GIVEN INSTRUCTION — State how many lines in the records below contain the string "instance", with case taken into account. Reply with the number alone.

(Pointing dataset excerpts)
○ ○ ○

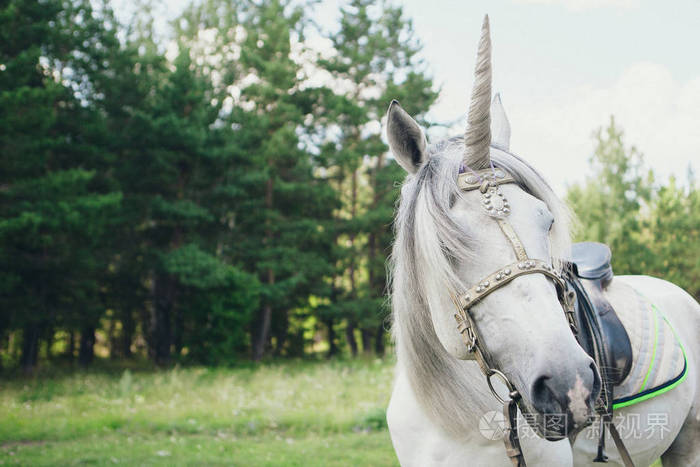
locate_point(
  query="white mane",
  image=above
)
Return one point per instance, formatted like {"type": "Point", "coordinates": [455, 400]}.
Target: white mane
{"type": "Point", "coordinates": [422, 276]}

○ ○ ○

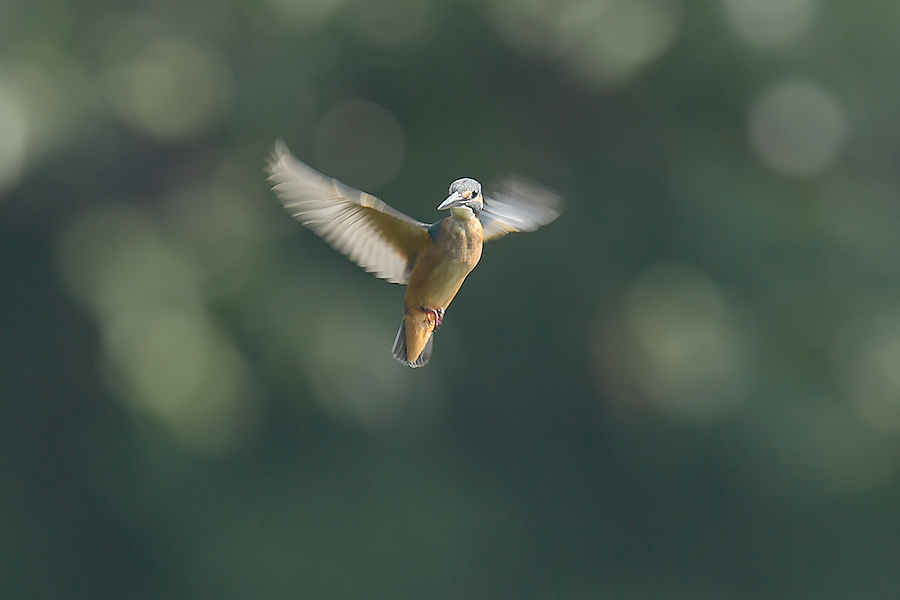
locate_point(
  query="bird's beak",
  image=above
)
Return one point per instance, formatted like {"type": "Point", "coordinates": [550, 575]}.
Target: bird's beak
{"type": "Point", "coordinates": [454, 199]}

○ ○ ○

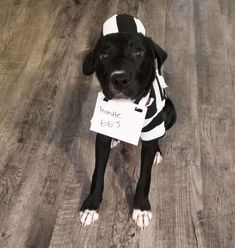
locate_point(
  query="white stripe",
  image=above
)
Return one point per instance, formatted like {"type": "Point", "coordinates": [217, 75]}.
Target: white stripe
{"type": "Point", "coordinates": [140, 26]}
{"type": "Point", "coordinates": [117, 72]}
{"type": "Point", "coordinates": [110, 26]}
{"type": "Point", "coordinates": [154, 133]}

○ ○ ○

WRITTEN ANSWER — 3